Collect every line of the listing below that contains the word "green", and copy each of those lines in full.

##########

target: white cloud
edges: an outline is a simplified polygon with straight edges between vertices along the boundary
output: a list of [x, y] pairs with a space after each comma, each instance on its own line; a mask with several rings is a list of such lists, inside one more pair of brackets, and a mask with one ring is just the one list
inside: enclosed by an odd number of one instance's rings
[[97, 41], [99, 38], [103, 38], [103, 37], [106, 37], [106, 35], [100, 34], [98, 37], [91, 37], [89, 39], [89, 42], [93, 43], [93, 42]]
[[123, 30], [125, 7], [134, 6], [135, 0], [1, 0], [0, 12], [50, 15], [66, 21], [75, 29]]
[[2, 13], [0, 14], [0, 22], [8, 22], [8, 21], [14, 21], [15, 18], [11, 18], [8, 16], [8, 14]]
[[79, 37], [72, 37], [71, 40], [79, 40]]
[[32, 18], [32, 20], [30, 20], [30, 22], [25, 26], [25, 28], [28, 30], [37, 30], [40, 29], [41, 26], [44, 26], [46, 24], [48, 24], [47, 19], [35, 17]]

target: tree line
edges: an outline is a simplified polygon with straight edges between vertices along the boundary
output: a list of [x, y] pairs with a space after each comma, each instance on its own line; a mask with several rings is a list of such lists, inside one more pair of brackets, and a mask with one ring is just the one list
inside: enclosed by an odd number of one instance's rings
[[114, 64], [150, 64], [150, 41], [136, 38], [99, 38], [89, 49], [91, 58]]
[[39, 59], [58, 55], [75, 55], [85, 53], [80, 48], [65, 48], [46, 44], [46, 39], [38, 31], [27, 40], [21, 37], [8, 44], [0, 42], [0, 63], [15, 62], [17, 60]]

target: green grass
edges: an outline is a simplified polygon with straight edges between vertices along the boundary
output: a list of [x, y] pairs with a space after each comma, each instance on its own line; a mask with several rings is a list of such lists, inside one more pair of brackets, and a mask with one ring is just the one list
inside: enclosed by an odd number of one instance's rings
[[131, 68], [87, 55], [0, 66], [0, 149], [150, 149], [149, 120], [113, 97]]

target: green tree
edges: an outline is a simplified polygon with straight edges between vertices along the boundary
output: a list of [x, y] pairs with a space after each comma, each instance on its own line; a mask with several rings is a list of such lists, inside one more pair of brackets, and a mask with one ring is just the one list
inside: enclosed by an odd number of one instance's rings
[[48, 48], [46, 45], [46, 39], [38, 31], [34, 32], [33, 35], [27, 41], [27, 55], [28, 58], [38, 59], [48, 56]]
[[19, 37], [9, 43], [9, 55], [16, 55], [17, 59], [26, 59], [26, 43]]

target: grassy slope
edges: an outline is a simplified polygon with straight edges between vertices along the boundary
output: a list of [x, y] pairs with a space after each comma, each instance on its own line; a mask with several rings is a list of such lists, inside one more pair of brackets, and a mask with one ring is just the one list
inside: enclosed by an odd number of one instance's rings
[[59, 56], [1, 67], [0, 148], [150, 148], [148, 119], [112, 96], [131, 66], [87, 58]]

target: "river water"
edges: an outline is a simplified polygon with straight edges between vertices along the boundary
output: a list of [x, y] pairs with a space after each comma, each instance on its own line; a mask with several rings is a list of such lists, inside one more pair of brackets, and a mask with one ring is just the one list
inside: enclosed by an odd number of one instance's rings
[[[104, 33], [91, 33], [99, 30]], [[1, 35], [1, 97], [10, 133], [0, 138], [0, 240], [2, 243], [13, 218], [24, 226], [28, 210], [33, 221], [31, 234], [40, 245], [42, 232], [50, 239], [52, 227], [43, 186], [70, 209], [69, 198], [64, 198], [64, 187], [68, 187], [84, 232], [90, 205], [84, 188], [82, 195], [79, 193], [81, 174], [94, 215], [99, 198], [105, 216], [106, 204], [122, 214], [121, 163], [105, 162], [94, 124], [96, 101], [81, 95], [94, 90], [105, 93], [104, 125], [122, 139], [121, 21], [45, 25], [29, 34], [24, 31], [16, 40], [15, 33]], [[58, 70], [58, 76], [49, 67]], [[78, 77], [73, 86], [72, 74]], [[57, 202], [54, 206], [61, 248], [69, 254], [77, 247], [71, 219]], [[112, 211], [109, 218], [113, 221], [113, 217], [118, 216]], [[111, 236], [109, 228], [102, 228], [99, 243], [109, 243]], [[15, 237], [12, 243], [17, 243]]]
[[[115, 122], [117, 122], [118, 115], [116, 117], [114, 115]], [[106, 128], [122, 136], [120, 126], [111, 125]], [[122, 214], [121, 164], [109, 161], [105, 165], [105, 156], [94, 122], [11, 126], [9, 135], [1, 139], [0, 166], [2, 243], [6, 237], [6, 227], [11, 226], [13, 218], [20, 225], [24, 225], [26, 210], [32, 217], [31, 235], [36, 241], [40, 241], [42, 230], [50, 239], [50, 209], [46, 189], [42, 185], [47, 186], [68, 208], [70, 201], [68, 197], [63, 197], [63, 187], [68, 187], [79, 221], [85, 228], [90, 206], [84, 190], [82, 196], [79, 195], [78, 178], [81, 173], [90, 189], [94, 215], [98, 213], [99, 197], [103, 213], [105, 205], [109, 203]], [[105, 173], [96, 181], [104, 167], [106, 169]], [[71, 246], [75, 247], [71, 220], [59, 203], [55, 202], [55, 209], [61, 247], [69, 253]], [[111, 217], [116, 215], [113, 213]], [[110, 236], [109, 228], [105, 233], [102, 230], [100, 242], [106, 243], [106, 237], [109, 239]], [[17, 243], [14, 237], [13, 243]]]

##########

Task result:
target: green grass
target: green tree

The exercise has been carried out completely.